### PROBLEM REQUIREMENTS
Copy out every line of the records in which "facade" can be found.

┌──

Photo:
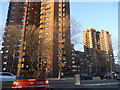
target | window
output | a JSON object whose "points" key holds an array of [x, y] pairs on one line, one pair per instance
{"points": [[45, 44], [4, 62], [21, 11], [45, 38], [21, 20], [45, 50], [22, 6], [11, 21], [5, 57], [13, 7], [46, 28], [46, 33], [21, 15], [6, 51]]}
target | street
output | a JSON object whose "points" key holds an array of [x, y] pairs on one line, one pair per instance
{"points": [[95, 83], [68, 83]]}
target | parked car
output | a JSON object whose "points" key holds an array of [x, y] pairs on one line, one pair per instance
{"points": [[118, 76], [84, 76], [7, 78], [108, 76], [28, 84]]}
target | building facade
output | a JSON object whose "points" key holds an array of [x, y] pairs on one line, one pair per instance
{"points": [[54, 39], [79, 64], [98, 50]]}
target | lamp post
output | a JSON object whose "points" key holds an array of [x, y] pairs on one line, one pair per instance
{"points": [[60, 68]]}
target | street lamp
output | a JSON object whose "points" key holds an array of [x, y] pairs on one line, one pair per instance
{"points": [[60, 68]]}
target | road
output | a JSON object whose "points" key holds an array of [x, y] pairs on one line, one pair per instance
{"points": [[95, 83], [68, 83]]}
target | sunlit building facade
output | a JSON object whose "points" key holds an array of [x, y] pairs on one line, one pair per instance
{"points": [[98, 50], [55, 45]]}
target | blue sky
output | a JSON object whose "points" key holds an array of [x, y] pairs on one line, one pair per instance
{"points": [[100, 15]]}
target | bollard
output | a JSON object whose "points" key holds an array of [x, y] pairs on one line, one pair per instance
{"points": [[77, 79]]}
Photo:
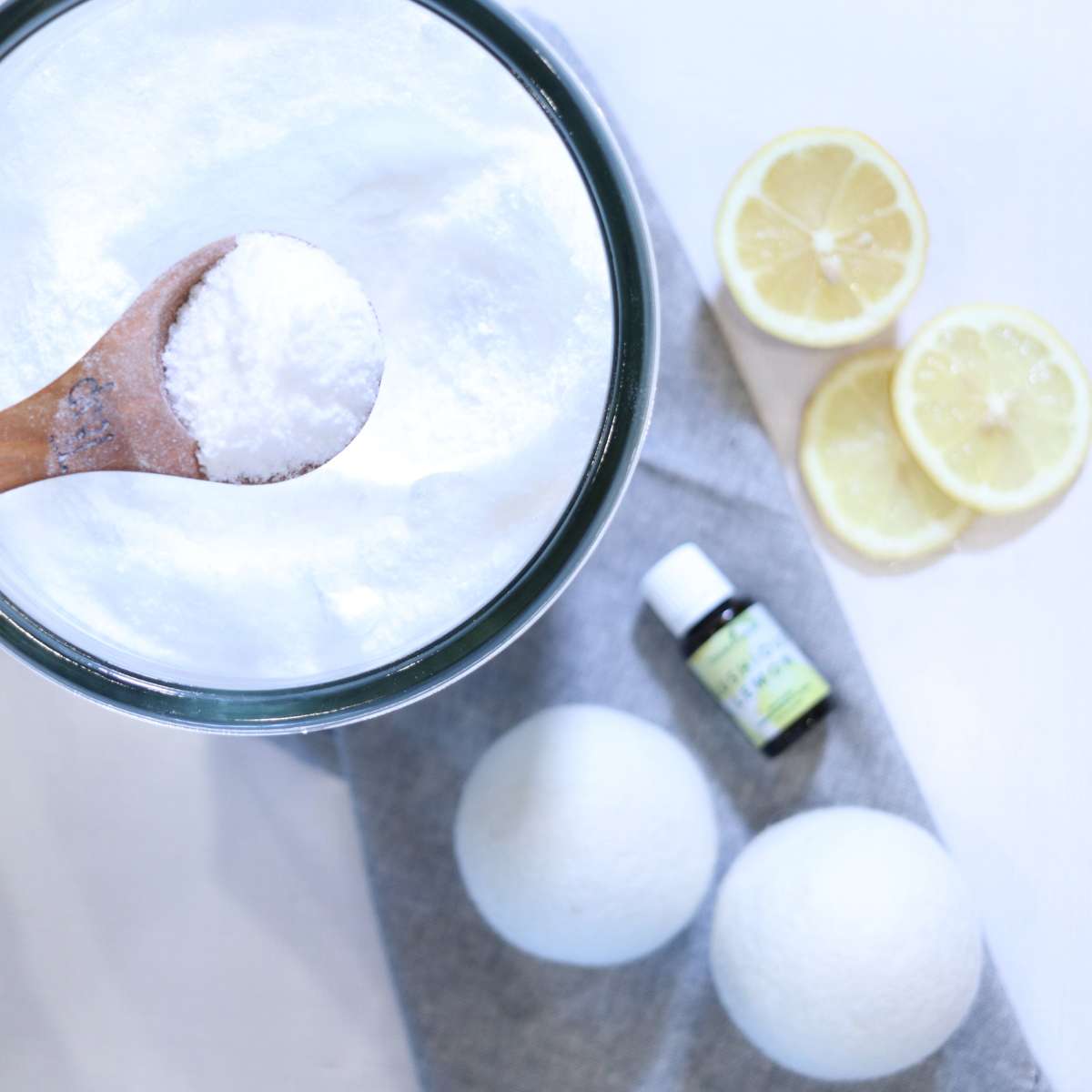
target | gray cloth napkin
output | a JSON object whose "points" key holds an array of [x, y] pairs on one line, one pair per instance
{"points": [[481, 1016]]}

└──

### RESPONSE BELOW
target | building facade
target | sunlit building facade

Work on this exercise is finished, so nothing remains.